Wat ging er mis?
De oorzaak van het mislukken ligt in de oorsprong van nasa, die een voortvloeisel was van het Amerikaanse militaire ruimte- en luchtvaartprogramma. De astronauten die naar de maan gingen werden uit die achtergrond geselecteerd. Testpiloten en mariniers. Mannen van beton. Tijdens de lancering van Apollo 11 bleef de hartslag van Neil Armstrong voor, tijdens en na de lift-off strak op de zestig zitten. Het is natuurlijk altijd handig om één zo'n onverwoestbaar type aan boord te hebben. In geval van nood. Maar drie? Uit angst dat ze desondanks gegrepen zouden worden door maangekte werden de astronauten eenmaal op de maan strak geregisseerd door mission control op aarde. Het woord zegt het al: controle. Gewoon een beetje rondhangen en om zich heen kijken, wat ieder normaal mens in zo'n geval zou doen, was er niet bij. Er moesten metingen verricht en stenen verzameld worden. De schep in het zand, de blik naar beneden. Met als netto resultaat dat we nu zo'n driehonderdvijftig kilo maangruis en een paar snapshots bezitten.

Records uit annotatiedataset
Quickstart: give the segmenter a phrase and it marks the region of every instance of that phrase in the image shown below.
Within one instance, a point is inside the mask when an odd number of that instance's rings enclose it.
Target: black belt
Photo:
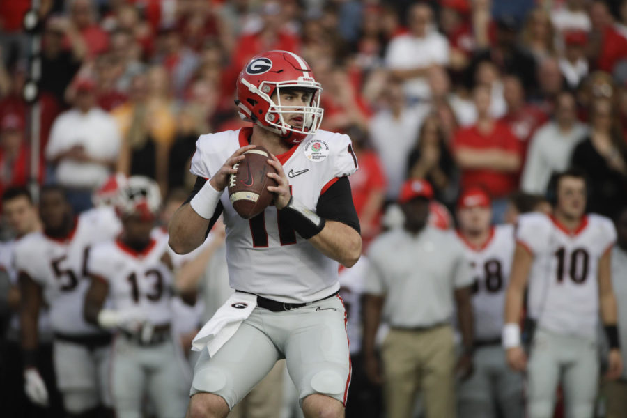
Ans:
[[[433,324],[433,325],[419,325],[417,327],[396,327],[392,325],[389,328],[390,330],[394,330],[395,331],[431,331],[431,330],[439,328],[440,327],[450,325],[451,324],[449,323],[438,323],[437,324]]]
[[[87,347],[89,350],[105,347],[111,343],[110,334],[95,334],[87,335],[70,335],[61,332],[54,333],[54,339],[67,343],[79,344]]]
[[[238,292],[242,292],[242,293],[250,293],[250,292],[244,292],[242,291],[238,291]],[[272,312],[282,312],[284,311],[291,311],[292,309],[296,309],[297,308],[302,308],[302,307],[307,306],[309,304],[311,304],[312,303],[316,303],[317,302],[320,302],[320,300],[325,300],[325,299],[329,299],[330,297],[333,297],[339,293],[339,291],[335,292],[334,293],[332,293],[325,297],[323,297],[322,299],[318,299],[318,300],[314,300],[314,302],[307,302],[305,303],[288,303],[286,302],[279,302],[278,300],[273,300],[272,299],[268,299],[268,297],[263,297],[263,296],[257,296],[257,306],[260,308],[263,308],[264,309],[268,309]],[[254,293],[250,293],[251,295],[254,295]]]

● Opdrachten:
**1)** Vat de alinea die begint met "De oorzaak van het mislukken" uit de tekst over de Apollo-maanreizen samen in een korte opsomming met de belangrijkste feiten.
**2)** Hoeveel maangruis is er volgens de tekst over de Apollo-maanreizen nu in ons bezit?
**3)** Zet de tekst over de Apollo-maanreizen voort vanaf de laatste zin.
Voor het werk hier zijn de records niet nodig.

● Antwoorden per opdracht:
**1)**
- NASA kwam voort uit het Amerikaanse militaire ruimte- en luchtvaartprogramma, en daar ligt de oorzaak van het mislukken.
- De maanastronauten werden uit die kring gekozen: testpiloten en mariniers.
- Bij de lancering van Apollo 11 bleef de hartslag van Neil Armstrong voor, tijdens en na de lift-off op zestig.
- Uit angst voor maangekte werden de astronauten op de maan strak aangestuurd door mission control.
- Rondkijken was er niet bij; ze moesten metingen doen en stenen verzamelen.
- Het resultaat: zo'n driehonderdvijftig kilo maangruis en een paar snapshots.

**2)** Zo'n driehonderdvijftig kilo.

**3)**
Hoe anders had het kunnen zijn als men niet een testpiloot, maar een kunstenaar had gestuurd? Wat hadden we nu kunnen hebben als we niet Neil Amstrong maar Louis hadden gestuurd? Wat als Bob Dylan daar was geweest?
Tijdens hun verblijf op de maan moesten de astronauten verplicht slapen. Slapen! Op de maan! Daar hadden ze bij Duke Ellington niet mee aan moeten komen. Maar ze deden het, de gedrilde mariniers. In plaats van die paar kuub maangruis hadden we nu ook een novelle van Nabokov kunnen hebben of een foto van de aarde gemaakt door Andy Warhol. In zo'n geval hadden we echt iets gehad. Iets dat aan de hele onderneming werkelijk betekenis had kunnen geven, en een reden ook om terug te gaan. Driehonderdvijftig kilo maangruis is geen goede reden.
Maar niemand begreep eind jaren zestig waar men werkelijk mee bezig was. Wat de diepere symbolische betekenis van de onderneming was. Hadden ze dat wel geweten, dan hadden ze Neil Armstrong alleen gebruikt om de raketten te testen. En als dat eenmaal gelukt was hadden ze elkaar aangekeken.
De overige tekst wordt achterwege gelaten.